TASK INSTRUCTIONS ::
Look below for the line holding "Target: chimney" and the line holding "like [251, 181].". Transcribe exactly those lines and all lines between them, nothing more.

Dataset records:
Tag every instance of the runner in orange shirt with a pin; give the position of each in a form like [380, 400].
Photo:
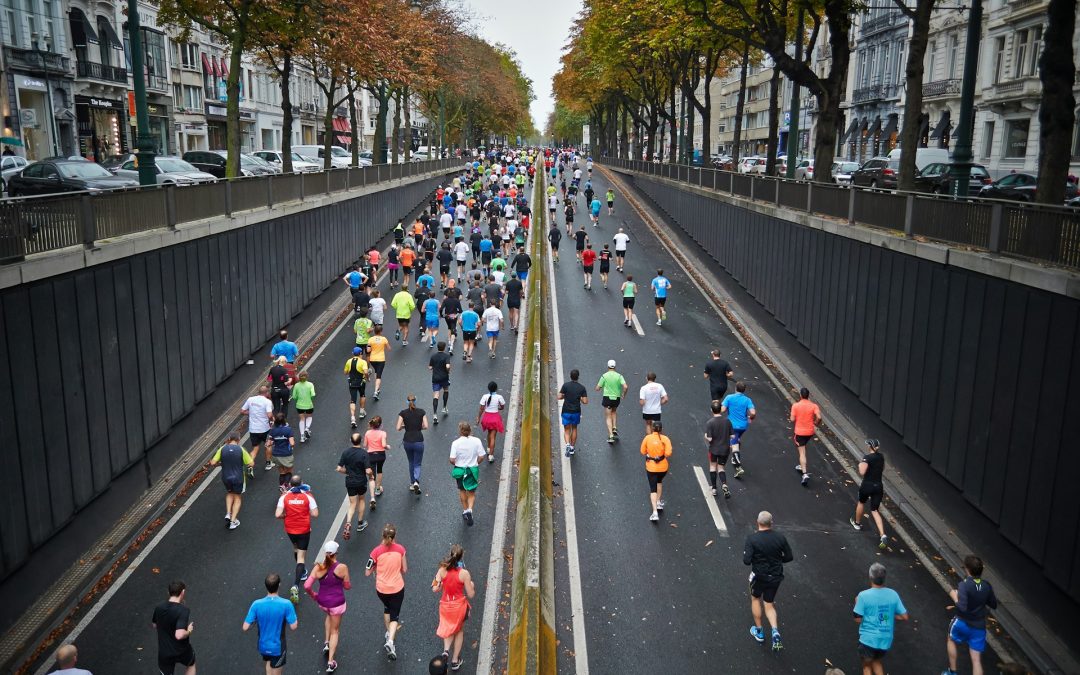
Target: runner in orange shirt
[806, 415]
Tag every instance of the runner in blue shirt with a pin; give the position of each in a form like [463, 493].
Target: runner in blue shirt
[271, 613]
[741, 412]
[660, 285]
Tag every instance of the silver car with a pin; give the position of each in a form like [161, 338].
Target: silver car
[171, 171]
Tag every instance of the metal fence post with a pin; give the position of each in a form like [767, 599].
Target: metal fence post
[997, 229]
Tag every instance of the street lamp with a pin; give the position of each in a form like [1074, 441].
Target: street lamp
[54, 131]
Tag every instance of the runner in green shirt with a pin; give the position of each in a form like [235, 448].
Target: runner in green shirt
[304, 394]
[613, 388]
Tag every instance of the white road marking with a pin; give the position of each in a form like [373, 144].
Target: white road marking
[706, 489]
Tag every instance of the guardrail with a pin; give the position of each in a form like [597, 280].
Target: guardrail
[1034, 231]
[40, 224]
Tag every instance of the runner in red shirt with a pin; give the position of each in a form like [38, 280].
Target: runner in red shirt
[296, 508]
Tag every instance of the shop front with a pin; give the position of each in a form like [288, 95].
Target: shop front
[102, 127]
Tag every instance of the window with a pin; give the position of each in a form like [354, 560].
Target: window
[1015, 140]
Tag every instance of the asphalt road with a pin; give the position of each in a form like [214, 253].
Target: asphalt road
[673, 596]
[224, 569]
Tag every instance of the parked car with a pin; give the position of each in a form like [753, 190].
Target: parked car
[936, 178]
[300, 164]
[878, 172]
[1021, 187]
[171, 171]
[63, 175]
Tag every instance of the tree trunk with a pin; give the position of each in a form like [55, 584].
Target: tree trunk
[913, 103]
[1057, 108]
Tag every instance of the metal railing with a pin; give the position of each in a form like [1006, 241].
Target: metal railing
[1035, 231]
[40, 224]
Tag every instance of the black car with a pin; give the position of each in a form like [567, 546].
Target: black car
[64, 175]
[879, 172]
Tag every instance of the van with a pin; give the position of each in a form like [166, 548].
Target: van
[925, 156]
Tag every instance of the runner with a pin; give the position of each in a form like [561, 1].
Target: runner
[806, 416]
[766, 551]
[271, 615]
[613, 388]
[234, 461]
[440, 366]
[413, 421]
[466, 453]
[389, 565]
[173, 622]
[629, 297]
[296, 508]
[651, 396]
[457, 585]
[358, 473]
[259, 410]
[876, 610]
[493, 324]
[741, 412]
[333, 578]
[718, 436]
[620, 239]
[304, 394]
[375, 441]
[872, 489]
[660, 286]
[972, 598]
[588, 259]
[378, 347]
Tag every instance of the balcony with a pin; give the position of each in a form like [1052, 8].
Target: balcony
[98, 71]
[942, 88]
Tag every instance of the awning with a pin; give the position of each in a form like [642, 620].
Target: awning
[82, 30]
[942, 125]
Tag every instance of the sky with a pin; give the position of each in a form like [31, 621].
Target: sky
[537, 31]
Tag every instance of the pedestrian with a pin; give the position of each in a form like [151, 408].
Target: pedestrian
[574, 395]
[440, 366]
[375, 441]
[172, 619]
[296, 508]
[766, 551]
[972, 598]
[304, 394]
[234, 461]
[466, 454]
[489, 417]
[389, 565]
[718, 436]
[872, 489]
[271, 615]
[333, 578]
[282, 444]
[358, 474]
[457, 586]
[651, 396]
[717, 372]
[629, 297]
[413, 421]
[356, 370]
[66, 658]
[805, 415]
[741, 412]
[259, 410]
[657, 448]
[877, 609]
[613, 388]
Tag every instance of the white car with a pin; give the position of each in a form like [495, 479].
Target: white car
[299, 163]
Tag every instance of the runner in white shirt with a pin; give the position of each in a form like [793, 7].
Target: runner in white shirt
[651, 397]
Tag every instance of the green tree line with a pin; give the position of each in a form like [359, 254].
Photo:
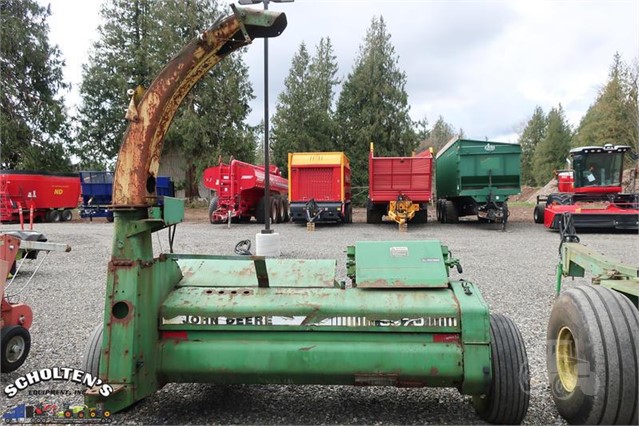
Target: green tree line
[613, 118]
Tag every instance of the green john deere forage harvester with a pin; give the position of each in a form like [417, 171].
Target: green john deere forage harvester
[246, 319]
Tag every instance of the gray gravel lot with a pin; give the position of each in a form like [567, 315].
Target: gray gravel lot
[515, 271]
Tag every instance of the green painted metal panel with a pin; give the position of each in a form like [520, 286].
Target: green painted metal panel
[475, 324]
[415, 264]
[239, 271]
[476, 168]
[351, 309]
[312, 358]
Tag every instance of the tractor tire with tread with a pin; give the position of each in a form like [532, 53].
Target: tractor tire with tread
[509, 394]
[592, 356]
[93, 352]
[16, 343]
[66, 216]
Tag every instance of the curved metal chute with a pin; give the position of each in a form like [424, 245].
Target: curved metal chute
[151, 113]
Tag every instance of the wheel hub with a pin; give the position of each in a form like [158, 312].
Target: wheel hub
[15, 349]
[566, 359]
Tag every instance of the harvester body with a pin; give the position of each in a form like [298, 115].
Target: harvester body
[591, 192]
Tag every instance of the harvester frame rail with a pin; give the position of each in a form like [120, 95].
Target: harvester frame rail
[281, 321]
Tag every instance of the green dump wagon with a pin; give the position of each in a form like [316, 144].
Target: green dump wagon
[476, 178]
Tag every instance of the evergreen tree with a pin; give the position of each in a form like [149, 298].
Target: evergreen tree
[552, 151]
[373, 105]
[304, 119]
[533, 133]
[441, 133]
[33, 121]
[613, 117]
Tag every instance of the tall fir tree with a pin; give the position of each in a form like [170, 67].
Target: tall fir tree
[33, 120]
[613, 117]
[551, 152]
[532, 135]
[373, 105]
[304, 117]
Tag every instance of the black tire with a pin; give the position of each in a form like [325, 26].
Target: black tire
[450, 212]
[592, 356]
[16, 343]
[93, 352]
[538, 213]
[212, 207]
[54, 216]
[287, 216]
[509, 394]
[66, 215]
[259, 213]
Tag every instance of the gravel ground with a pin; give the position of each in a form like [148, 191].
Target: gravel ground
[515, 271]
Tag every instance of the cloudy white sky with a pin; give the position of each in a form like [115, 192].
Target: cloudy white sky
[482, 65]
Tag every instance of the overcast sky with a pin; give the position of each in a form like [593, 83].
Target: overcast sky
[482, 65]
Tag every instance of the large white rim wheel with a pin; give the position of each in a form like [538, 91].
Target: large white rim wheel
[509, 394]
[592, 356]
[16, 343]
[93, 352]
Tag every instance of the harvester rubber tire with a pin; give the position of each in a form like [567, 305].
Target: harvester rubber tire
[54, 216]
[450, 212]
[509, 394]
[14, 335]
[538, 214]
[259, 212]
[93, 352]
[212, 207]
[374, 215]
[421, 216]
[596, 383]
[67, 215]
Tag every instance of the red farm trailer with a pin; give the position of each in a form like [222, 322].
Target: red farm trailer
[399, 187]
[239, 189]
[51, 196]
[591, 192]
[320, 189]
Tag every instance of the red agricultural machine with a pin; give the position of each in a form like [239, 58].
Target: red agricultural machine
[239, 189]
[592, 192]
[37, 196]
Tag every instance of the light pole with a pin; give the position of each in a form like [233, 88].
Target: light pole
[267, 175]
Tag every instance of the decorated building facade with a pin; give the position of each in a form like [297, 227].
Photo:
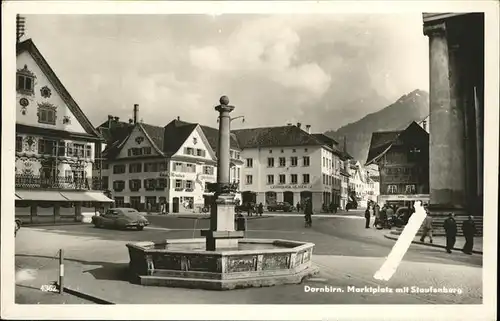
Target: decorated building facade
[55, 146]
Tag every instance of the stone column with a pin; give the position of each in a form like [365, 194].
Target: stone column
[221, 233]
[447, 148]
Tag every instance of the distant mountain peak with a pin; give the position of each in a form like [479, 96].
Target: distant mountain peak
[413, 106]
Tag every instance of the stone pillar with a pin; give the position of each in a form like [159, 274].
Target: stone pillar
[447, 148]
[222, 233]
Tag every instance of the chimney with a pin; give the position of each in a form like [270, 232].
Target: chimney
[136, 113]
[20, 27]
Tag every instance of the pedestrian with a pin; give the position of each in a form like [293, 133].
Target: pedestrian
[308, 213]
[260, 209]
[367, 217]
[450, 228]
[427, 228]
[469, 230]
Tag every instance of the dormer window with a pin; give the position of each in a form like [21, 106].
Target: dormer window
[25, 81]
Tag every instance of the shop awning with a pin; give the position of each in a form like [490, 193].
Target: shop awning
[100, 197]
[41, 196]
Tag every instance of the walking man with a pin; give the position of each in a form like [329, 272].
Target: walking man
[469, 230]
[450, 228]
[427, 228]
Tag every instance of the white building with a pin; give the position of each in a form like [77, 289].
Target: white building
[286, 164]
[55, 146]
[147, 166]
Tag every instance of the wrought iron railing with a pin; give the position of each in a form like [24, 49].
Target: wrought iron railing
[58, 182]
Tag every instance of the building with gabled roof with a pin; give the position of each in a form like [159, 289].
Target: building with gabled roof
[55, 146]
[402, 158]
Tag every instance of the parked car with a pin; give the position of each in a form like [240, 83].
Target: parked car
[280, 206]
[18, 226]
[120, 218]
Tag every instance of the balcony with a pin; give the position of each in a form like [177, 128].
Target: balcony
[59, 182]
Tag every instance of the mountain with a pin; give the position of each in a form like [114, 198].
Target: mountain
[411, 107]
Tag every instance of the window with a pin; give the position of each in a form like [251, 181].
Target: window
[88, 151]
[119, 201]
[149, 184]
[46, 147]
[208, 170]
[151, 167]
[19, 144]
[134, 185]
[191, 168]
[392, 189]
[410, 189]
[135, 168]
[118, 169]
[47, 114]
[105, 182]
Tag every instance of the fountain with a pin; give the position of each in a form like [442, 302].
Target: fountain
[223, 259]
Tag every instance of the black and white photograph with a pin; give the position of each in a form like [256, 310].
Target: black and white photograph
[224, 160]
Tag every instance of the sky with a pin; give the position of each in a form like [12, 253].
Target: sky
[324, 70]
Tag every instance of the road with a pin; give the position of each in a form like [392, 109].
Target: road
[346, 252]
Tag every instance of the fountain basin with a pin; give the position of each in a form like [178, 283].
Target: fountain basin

RESPONSE AREA ::
Target: chimney
[136, 113]
[20, 27]
Tag every instance of the pedestrian with a pin; give the position of each in a form like [293, 133].
Target: pedestrian
[308, 213]
[260, 209]
[367, 217]
[450, 228]
[427, 228]
[469, 230]
Tag every instance of the dormer window with a pin; give the position of each in a form like [21, 106].
Target: dormer window
[25, 81]
Tag every instance of the shop awning with a pin; give the position of each in a form like [490, 193].
Target: shop awning
[100, 197]
[41, 196]
Tag every instance of the walking man with a pin; give the position of each in a form like [329, 272].
Target: walking man
[469, 230]
[450, 228]
[427, 228]
Tag every instance of the white building with a pin; give the position of each in a form like [77, 289].
Target: white building
[286, 164]
[55, 146]
[147, 166]
Tag every instance of the wrought iron railing with a pin; give the position of each in a form like [24, 49].
Target: wrought iron railing
[58, 182]
Tag every instance of the building with gabled roof with a pin; give the position of each in a form like [159, 289].
Target: building with gabled roof
[55, 146]
[402, 158]
Tag every instance of the parked car with a pin; give the position of each in a form like [240, 83].
Target: parked car
[280, 206]
[18, 226]
[120, 218]
Tag every instance of the balcony with a pin; give the position of each in a form like [177, 128].
Target: balcony
[59, 182]
Tag every instance of the mountain with a pin; give the position of each in a form like [114, 198].
Target: mountain
[411, 107]
Tag every instance of the window with a pin; give the position of each in a form like [251, 181].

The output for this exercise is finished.